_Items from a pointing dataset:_
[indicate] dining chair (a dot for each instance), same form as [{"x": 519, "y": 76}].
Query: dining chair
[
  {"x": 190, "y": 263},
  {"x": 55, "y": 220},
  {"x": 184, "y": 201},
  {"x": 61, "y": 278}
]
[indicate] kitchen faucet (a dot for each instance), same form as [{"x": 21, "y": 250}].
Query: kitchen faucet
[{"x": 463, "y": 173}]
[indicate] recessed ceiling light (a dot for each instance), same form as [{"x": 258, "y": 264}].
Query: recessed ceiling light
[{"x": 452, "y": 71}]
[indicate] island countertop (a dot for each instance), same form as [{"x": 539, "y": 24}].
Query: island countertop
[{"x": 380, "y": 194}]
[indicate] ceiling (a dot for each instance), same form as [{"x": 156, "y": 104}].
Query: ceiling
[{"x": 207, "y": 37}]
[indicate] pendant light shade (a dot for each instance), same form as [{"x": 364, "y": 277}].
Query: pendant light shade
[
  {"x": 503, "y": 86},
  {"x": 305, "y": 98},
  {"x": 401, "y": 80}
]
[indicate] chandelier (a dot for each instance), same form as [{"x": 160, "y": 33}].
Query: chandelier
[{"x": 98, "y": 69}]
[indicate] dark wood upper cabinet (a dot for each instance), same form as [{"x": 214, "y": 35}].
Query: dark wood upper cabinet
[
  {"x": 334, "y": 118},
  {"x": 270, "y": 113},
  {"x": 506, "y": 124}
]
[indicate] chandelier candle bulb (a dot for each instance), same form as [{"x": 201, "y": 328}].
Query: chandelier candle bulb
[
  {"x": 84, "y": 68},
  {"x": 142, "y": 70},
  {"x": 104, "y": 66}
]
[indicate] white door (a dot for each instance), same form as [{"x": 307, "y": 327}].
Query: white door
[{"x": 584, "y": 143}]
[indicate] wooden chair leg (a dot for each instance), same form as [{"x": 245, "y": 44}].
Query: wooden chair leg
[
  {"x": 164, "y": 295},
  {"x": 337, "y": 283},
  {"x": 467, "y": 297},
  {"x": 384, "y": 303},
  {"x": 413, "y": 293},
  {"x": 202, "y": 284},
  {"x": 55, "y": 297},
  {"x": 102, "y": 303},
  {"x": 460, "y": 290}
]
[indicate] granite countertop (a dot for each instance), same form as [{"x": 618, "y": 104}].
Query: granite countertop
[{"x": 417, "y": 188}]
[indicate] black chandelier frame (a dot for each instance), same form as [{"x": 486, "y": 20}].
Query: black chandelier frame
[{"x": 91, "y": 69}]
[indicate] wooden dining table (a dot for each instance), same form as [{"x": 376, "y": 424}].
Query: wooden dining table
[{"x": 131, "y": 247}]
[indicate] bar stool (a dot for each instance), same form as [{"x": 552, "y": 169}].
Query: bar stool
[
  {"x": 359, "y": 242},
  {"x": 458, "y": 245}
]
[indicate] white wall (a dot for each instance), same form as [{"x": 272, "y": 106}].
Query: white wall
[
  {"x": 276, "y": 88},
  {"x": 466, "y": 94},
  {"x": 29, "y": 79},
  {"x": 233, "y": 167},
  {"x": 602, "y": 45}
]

_Task brief:_
Update the items above by changing every "a dot for each instance" to "one dot per instance". Leave everything else unchanged.

_Solution to this problem:_
[indicate] dining chair (one dot per instance), same form as [{"x": 519, "y": 76}].
Query: dining chair
[
  {"x": 190, "y": 263},
  {"x": 55, "y": 220},
  {"x": 184, "y": 201},
  {"x": 61, "y": 278}
]
[indicate] kitchen faucet (one dot per instance), same form as [{"x": 21, "y": 250}].
Query: kitchen faucet
[{"x": 463, "y": 173}]
[indicate] recessed ceiling light (one dot per instance), same form as [{"x": 258, "y": 264}].
Query: recessed ceiling light
[{"x": 452, "y": 71}]
[indicate] island countertop (one dot per instance), same form as [{"x": 539, "y": 24}].
Query: island countertop
[{"x": 380, "y": 194}]
[indicate] ceiling (one dot per instance), same form as [{"x": 156, "y": 104}].
Query: ceiling
[{"x": 207, "y": 37}]
[indicate] pendant light shade (one dot per instance), same form as [{"x": 364, "y": 277}].
Query: pendant light shade
[
  {"x": 503, "y": 86},
  {"x": 305, "y": 98},
  {"x": 401, "y": 80}
]
[indicate] chandelier (one dot per instance), same form as [{"x": 160, "y": 33}].
Query: chandelier
[{"x": 98, "y": 69}]
[indicate] dark wood upper cabinet (one dot per instance), same form as [{"x": 214, "y": 35}].
Query: dark wood upper cabinet
[
  {"x": 334, "y": 118},
  {"x": 270, "y": 113},
  {"x": 506, "y": 124}
]
[indicate] chandelier candle bulb (one dot per instance), same form as [{"x": 201, "y": 328}].
Query: chandelier candle bulb
[
  {"x": 84, "y": 68},
  {"x": 142, "y": 70},
  {"x": 104, "y": 66}
]
[indicate] white door (one dot per instance), same form as [{"x": 307, "y": 327}].
Query: white door
[{"x": 584, "y": 143}]
[indicate] wooden chair leg (one dot per instance), same form as [{"x": 245, "y": 44}].
Query: wooden chair leg
[
  {"x": 164, "y": 295},
  {"x": 337, "y": 283},
  {"x": 467, "y": 297},
  {"x": 384, "y": 303},
  {"x": 413, "y": 293},
  {"x": 202, "y": 284},
  {"x": 55, "y": 297},
  {"x": 102, "y": 303},
  {"x": 460, "y": 290}
]
[indicate] granite countertop (one dot per instance), same form as [{"x": 618, "y": 104}].
Query: granite countertop
[{"x": 417, "y": 188}]
[indicate] black chandelier frame (one dot per instance), same form as [{"x": 486, "y": 20}].
Query: black chandelier frame
[{"x": 91, "y": 69}]
[indicate] wooden dining table (one dot per instance), same form as [{"x": 376, "y": 424}].
Query: wooden dining table
[{"x": 131, "y": 247}]
[indicate] bar stool (one dot per instance), same form as [{"x": 552, "y": 169}].
Query: bar stool
[
  {"x": 359, "y": 242},
  {"x": 458, "y": 245}
]
[indicate] white wall (one dot per instance), same form as [{"x": 272, "y": 106}].
Query: white wall
[
  {"x": 276, "y": 88},
  {"x": 466, "y": 94},
  {"x": 29, "y": 79},
  {"x": 233, "y": 167},
  {"x": 602, "y": 45}
]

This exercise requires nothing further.